▸ **Given exercise**
Can you copy out the entire listing below word for word, leaving out the pictures?
--*--
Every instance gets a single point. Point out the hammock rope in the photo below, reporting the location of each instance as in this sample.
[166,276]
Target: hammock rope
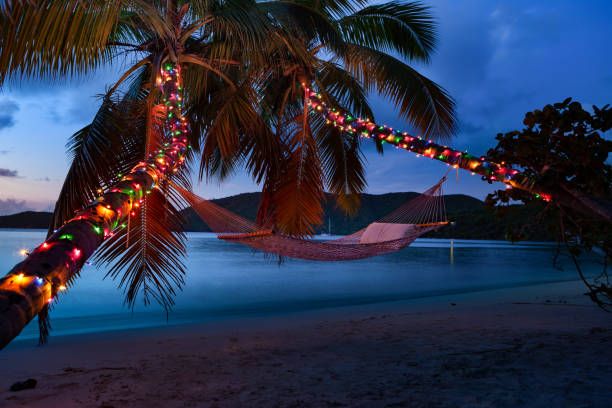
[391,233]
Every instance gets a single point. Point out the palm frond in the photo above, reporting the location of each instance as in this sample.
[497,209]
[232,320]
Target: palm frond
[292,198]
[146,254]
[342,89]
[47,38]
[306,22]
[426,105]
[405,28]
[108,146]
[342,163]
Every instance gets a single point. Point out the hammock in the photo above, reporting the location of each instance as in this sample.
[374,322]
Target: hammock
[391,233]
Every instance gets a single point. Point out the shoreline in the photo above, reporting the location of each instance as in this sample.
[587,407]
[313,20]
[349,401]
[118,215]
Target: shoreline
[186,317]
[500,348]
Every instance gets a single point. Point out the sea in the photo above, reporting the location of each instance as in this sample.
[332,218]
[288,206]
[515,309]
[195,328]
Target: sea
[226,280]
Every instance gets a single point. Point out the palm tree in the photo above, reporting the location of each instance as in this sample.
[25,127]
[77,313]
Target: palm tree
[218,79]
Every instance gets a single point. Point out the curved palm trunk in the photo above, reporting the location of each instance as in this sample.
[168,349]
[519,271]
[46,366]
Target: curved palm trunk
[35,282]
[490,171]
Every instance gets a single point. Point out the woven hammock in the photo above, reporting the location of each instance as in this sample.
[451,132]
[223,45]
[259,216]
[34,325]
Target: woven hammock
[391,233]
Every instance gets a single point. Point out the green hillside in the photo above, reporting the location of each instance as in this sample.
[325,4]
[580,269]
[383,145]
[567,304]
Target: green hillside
--*--
▸ **Correct response**
Every instance gets a single point. Point out the hammock rope in the photo below, reporting the location of each instance as in this sample.
[166,276]
Target: hammock rope
[391,233]
Every instance gets a single point. Point out the palm frond in the photo above, reporting the location of each instance as in this sample.
[497,209]
[232,320]
Target: palm frond
[292,198]
[146,254]
[342,89]
[47,38]
[306,22]
[426,105]
[405,28]
[108,146]
[342,163]
Every instance gets a single point. Point out the hammock in the photo above, reporting the location of each instance as in this sample.
[374,322]
Target: hammock
[391,233]
Every instance gets a single point. Point out the shoreline in the photo above, reporting the location of each instance as in this sample.
[587,407]
[313,20]
[349,401]
[118,215]
Target: shoreline
[186,317]
[500,348]
Every instance gets a single point. Point out the sea in the photo above, reporting the location of each instance as in this sample.
[332,218]
[288,206]
[515,309]
[195,328]
Target: sea
[226,280]
Every instance gets a single point. Point out the palm tree in the photo above, reporting the location of each instance as in this sample.
[25,127]
[77,313]
Target: palm tree
[218,79]
Every instance gets a single point. Point out the curved palm trunk in the photo above, reporting the location of each instance as in this sample.
[168,349]
[519,271]
[46,366]
Target: curved palm trunk
[35,282]
[490,171]
Every instance gets a single point. Point out the woven hammock in the photo above, reporting the location of each instance as in this sample.
[451,132]
[223,45]
[259,216]
[34,325]
Target: woven hammock
[391,233]
Every instance gets a single point. Point out the green hillside in the photo above, reporting the location of each instance as in this sample.
[325,4]
[580,269]
[383,145]
[567,304]
Target: green hillside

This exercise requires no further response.